● Excerpt provided
- - -

-1

For every input file processed (see code below) I am trying to use "os.path.basename" to write to a new output file - I know I am missing something obvious...?

import os
import glob
import gzip

dbpath = '/home/university/Desktop/test'

for infile in glob.glob( os.path.join(dbpath, 'G[D|E]/????/*.gz') ):
print("current file is: " + infile)

**

   outfile=os.path.basename('/home/university/Desktop/test/G[D|E]                              
/????/??????.xaa.fastq.gz').rsplit('.xaa.fastq.gz')[0]

  file=open(outfile, 'w+')

**

  gzsuppl = Chem.ForwardSDMolSupplier(gzip.open(infile))
  for m in gzsuppl:
  if m is None: continue
...etc

file.close()
print(count)

It is not clear to me how to capture the variable [0] (i.e. everything upstream of .xaa.fastq.gz) and use as the basename for the new output file? Unfortunately it simply writes the new output file as "??????" rather than the actual sequence of 6 letters. Thanks for any help given.

- - -

● Material supplied
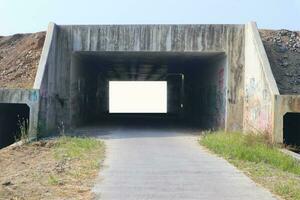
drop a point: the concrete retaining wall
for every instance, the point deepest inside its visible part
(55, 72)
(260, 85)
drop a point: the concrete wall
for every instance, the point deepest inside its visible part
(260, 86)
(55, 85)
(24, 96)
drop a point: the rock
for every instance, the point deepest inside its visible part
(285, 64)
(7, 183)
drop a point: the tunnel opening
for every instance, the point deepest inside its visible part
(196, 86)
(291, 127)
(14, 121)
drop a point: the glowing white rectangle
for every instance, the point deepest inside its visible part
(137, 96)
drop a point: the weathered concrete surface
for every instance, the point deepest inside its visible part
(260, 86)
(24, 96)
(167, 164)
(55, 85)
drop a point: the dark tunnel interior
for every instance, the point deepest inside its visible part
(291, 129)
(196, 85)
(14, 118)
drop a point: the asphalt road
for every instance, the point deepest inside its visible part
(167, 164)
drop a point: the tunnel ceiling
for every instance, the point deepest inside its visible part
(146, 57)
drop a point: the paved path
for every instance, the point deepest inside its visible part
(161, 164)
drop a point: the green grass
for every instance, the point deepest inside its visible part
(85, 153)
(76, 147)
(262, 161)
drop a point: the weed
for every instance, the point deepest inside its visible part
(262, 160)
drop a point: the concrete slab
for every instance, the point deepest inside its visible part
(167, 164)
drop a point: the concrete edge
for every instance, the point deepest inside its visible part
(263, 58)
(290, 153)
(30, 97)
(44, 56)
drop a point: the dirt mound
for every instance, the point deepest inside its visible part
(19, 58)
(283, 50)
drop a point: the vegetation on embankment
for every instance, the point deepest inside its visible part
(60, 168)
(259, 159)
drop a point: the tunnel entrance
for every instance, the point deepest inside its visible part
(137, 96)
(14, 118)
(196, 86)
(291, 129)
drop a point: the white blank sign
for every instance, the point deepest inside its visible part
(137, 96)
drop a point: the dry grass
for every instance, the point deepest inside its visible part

- - -

● Written problem 1
Output the forum post word for word, starting at "outfile=os.path.basename('/home/university/Desktop/test/G[D|E]" and ending at "file.close()".
● Written problem 2
In the forum post, what does the poster want the [0] index to capture, and what is it meant to be used for?
Rely only on the forum post for these.

● Worked answer 1
outfile=os.path.basename('/home/university/Desktop/test/G[D|E]                              
/????/??????.xaa.fastq.gz').rsplit('.xaa.fastq.gz')[0]

  file=open(outfile, 'w+')

**

  gzsuppl = Chem.ForwardSDMolSupplier(gzip.open(infile))
  for m in gzsuppl:
  if m is None: continue
...etc

file.close()

● Worked answer 2
It is meant to capture everything upstream of ".xaa.fastq.gz" in the file name. The poster wants to use that part as the basename for the new output file.